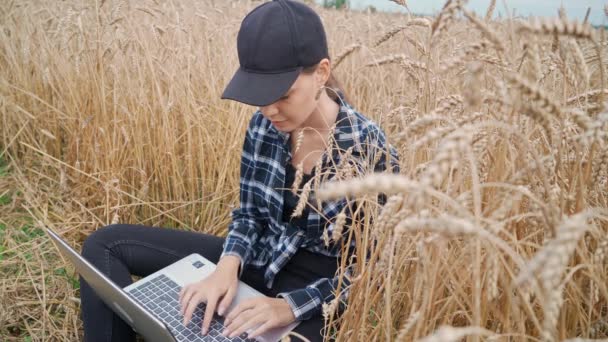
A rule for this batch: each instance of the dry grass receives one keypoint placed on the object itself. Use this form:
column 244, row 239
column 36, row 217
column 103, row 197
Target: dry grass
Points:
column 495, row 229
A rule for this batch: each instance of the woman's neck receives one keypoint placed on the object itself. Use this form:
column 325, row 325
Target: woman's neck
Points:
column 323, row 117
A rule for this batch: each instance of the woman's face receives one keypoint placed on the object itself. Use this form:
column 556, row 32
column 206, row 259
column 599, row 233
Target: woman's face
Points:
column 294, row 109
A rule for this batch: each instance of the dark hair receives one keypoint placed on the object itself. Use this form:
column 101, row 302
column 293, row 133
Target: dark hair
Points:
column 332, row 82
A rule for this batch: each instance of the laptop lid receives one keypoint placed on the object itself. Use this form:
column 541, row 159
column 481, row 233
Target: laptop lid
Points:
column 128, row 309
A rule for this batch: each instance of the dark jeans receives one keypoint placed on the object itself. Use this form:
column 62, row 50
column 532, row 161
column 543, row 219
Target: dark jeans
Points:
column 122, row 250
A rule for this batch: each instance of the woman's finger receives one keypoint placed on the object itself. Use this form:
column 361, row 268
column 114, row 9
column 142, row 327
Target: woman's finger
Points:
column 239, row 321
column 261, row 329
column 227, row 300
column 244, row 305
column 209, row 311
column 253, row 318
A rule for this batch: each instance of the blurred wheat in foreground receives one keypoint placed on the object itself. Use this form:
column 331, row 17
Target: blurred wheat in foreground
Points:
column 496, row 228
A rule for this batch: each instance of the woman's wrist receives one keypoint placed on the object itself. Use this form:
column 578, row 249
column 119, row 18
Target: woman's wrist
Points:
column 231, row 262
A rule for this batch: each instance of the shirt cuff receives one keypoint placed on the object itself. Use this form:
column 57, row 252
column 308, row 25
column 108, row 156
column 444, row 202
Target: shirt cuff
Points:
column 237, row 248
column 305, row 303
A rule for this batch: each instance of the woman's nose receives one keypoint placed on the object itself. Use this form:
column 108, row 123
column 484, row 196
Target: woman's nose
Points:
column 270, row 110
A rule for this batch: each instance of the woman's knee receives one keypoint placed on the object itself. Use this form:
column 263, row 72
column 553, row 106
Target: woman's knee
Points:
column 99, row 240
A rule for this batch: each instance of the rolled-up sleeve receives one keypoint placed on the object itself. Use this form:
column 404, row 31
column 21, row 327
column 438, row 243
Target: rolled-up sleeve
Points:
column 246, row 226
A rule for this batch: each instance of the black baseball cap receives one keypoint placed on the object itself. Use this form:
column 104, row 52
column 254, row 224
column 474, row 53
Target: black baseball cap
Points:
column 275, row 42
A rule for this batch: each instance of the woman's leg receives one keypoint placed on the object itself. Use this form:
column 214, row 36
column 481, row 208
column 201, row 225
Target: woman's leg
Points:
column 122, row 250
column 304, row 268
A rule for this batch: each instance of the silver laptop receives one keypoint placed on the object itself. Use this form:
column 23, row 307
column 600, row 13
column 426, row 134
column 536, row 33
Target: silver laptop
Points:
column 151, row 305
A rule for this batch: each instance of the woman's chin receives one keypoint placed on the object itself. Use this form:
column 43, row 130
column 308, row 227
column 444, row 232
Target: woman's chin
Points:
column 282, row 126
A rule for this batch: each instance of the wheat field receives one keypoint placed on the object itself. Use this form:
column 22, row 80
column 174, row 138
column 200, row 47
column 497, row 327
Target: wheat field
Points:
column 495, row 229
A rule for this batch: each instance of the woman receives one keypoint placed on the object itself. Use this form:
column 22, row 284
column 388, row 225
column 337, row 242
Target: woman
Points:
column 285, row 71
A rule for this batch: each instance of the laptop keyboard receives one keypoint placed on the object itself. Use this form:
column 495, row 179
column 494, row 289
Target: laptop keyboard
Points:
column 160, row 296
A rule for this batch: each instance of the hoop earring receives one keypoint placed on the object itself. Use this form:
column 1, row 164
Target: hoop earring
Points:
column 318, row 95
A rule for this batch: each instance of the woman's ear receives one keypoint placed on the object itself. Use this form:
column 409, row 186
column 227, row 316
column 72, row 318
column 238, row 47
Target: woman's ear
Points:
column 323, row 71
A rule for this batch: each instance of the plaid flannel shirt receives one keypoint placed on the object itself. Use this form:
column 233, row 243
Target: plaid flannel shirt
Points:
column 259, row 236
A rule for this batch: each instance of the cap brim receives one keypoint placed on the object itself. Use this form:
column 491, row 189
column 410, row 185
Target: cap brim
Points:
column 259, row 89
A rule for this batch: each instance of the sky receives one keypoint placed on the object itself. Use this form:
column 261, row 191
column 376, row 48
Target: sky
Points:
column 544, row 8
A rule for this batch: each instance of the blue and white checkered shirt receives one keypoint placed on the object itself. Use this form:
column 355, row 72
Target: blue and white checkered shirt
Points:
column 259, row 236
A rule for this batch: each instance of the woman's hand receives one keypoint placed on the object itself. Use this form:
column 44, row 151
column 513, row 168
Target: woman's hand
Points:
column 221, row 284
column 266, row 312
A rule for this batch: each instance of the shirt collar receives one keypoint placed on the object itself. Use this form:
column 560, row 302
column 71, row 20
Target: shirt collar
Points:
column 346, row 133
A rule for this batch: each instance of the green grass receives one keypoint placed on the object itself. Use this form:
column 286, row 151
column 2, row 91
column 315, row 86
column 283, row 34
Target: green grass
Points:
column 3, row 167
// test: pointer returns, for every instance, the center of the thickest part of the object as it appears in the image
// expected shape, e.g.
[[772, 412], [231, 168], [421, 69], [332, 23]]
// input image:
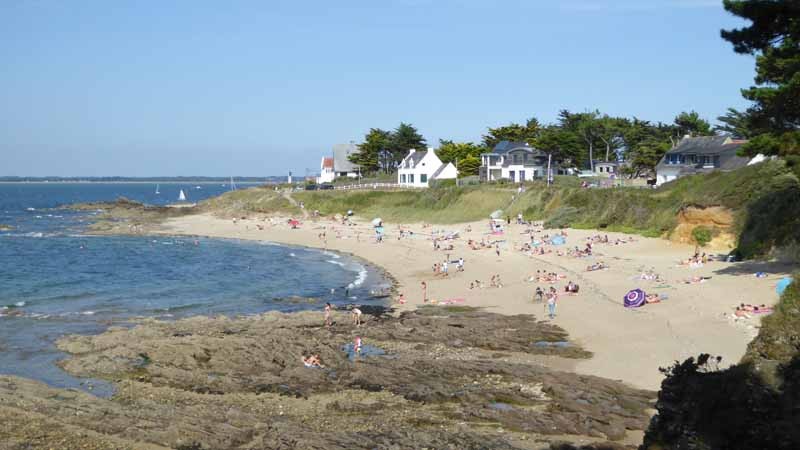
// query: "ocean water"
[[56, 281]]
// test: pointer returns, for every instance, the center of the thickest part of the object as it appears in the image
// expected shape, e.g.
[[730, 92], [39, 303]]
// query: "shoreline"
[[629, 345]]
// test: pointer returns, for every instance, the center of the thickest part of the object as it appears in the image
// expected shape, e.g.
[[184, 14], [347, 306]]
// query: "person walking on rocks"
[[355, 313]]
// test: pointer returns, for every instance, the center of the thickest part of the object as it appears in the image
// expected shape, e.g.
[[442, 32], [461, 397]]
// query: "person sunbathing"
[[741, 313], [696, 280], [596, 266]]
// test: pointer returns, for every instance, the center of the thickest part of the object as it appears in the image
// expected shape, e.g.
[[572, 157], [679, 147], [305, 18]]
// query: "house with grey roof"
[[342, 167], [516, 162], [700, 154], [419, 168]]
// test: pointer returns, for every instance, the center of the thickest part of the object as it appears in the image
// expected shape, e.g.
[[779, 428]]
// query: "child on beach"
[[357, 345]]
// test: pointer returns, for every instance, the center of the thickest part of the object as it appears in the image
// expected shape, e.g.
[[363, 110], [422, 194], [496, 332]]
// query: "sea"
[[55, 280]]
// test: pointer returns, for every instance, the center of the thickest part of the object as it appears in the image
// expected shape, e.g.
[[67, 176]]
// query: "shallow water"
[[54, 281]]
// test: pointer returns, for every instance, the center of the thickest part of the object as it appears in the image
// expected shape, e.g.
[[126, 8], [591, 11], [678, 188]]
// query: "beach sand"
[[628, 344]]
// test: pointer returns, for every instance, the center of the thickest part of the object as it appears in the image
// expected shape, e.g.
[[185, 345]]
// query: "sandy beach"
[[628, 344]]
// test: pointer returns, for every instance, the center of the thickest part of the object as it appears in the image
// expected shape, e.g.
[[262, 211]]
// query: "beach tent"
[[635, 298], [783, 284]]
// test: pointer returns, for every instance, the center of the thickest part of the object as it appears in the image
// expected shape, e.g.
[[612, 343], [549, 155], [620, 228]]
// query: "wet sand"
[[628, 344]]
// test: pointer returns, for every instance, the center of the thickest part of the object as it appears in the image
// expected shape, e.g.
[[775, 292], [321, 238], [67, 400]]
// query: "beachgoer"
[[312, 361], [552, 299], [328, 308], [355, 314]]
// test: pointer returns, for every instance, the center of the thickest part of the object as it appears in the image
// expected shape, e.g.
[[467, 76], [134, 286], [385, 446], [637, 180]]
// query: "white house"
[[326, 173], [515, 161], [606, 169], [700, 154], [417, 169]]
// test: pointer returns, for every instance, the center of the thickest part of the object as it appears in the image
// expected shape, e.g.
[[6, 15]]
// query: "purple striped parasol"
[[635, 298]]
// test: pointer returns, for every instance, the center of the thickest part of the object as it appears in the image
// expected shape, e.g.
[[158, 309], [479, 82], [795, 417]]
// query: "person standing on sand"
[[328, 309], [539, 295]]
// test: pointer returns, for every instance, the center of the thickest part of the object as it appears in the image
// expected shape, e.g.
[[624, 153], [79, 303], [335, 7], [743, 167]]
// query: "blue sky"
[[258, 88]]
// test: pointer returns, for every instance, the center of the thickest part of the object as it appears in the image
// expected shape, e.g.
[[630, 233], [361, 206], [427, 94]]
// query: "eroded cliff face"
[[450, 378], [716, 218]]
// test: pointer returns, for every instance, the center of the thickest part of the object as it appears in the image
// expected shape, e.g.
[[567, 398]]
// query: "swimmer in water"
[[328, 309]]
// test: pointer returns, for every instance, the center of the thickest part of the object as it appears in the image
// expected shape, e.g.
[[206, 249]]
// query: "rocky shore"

__________

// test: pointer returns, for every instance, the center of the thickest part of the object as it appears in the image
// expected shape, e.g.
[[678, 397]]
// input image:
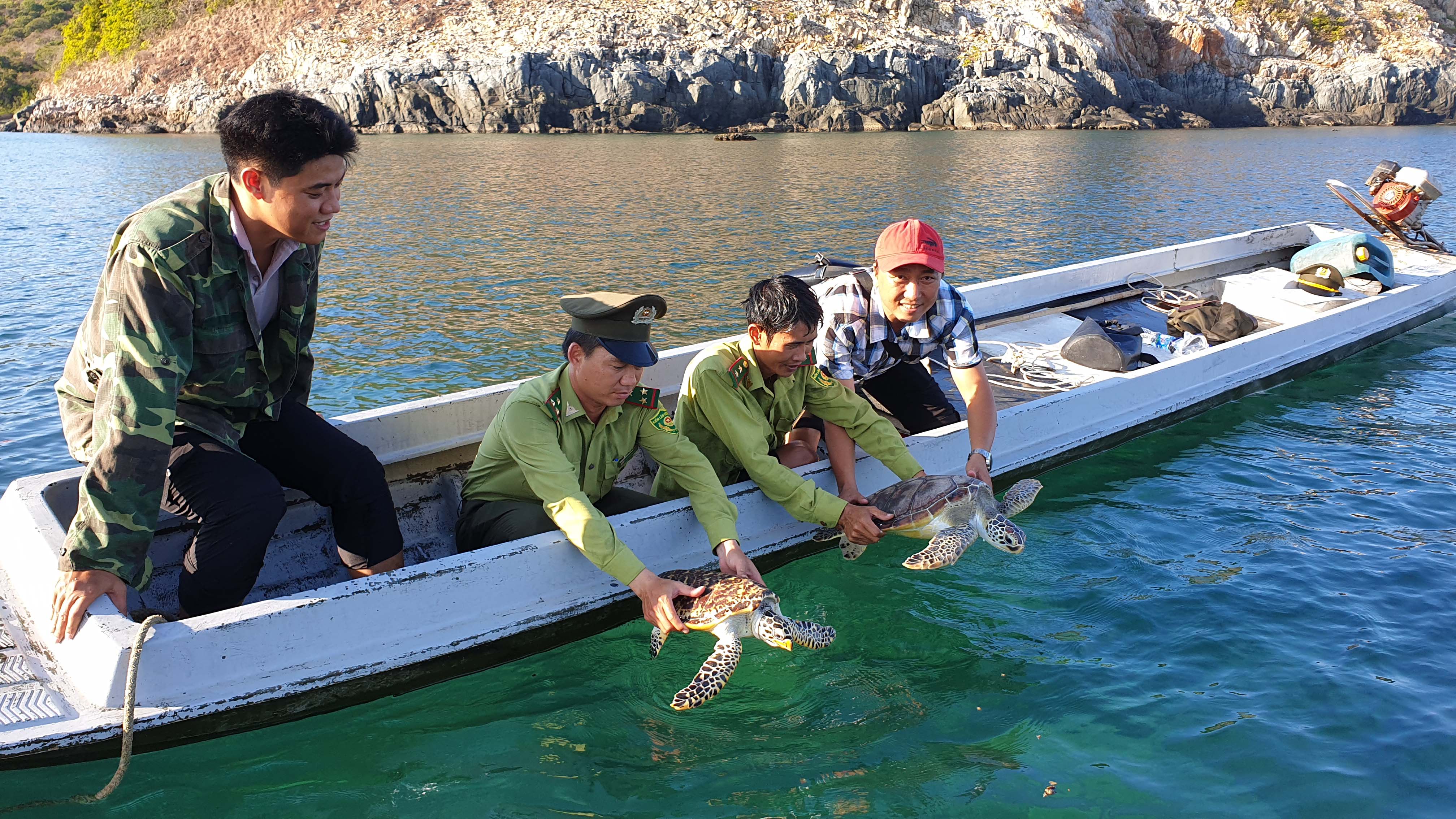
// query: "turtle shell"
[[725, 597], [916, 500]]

__________

TASK => Reproduce the stretch from the line containing "A rule for this batch: each instance of the dry" through the line containing "column 231, row 262", swapping every "keypoint" for "marker" and leaving everything else unchanged.

RESPONSE =>
A rule for this batch: each instance of the dry grass receives one marker placed on the object itself. Use this form:
column 244, row 239
column 36, row 217
column 103, row 197
Target: dry grass
Points:
column 495, row 229
A rule for this batch: each instance of the woman's neck receives one marker placed on the object itself. Use this form:
column 325, row 325
Target: woman's neck
Points:
column 323, row 117
A rule for this batch: each instance of the woman's face receives one marker placed on the object itself. Use this form:
column 556, row 32
column 206, row 259
column 599, row 233
Target: woman's face
Points:
column 294, row 109
A rule for this batch: each instance of the dark hair receives one marker placed on the object itself. Use this form:
column 101, row 302
column 293, row 133
Target: dark hair
Points:
column 332, row 82
A rule for this batch: each instance of the laptop lid receives one marker placed on the object itself. Use this form:
column 541, row 159
column 481, row 233
Target: laptop lid
Points:
column 128, row 309
A rule for this batch: each instance of the dark jeans receives one marker placed on the object itself. Use this form:
column 62, row 50
column 532, row 161
column 543, row 219
Target: dark jeans
Points:
column 122, row 250
A rule for this batch: each instance of the woman's finger receives one marker placed on the object itself. Use this form:
column 361, row 268
column 114, row 9
column 142, row 327
Target: woman's finger
Points:
column 239, row 321
column 261, row 329
column 227, row 300
column 244, row 305
column 209, row 311
column 253, row 318
A rule for this batch: each instance of the blurred wheat in foreground receives one marker placed on the object itself. Use this form:
column 331, row 17
Target: blurred wheat in foreground
Points:
column 496, row 228
A rule for this batch: each instance of the woman's wrist receives one marker placed on the object itself. Use this form:
column 578, row 249
column 119, row 18
Target: woman's wrist
Points:
column 231, row 262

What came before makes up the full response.